> [Problem to solve]:
Rewrite the stretch of rows from the line containing "Where can you see the bunch" through the end of the rows, requests included, offsetting every coordinate in the answers by -127. Leave the numbers in the requests and their format samples unchanged.

Point labeling examples
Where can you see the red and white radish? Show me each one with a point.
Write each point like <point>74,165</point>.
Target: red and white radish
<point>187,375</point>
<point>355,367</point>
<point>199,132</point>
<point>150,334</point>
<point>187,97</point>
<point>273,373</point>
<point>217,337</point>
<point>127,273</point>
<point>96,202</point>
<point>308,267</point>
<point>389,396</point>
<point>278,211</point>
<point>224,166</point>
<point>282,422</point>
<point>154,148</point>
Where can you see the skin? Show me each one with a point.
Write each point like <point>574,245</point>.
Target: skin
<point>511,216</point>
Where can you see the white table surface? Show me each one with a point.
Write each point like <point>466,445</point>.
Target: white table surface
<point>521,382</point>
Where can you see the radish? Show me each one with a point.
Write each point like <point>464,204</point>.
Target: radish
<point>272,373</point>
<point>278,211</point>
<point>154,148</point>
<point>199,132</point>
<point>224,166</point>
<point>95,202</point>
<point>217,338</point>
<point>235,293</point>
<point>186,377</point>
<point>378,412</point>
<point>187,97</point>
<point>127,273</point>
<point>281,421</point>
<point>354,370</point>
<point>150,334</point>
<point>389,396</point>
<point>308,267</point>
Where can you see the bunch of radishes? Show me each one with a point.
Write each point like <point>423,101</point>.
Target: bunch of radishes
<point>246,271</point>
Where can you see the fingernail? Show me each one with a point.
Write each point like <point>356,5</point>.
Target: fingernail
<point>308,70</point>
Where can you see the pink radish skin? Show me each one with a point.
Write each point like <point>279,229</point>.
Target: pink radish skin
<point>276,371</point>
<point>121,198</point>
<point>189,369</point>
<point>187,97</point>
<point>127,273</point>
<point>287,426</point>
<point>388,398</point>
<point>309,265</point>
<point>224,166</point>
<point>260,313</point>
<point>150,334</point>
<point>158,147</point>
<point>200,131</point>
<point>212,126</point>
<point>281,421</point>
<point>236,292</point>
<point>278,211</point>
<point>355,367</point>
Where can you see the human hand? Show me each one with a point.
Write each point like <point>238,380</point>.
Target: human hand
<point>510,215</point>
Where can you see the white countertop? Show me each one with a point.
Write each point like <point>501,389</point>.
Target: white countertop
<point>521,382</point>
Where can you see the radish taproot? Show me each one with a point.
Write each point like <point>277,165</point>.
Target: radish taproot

> [Answer to the exercise]:
Where can you see the bunch of radishes? Show me each one with a point.
Write each point like <point>423,101</point>.
Target: bunch of radishes
<point>119,144</point>
Where can you see the fingernail? Show me each one with a point.
Write each point like <point>356,5</point>.
Target: fingernail
<point>181,-57</point>
Where can you see the pink radish skin? Show me each one with a point.
Write each point like <point>279,229</point>.
Target: pink radish skin
<point>149,244</point>
<point>-6,71</point>
<point>62,242</point>
<point>60,-30</point>
<point>0,146</point>
<point>160,299</point>
<point>261,271</point>
<point>182,138</point>
<point>97,39</point>
<point>133,186</point>
<point>23,207</point>
<point>31,20</point>
<point>73,4</point>
<point>85,-1</point>
<point>154,294</point>
<point>109,165</point>
<point>151,84</point>
<point>228,240</point>
Where can you see the human hand? Show me each one with a point.
Write each point like <point>238,380</point>.
Target: human hand
<point>383,88</point>
Where can you see the white countertop? Show me each one with a point.
Write each point like <point>501,389</point>.
Target: white countertop
<point>394,255</point>
Where can you see the radish taproot? Show me each one with a point.
Write each point like <point>277,165</point>.
Target: radish taproot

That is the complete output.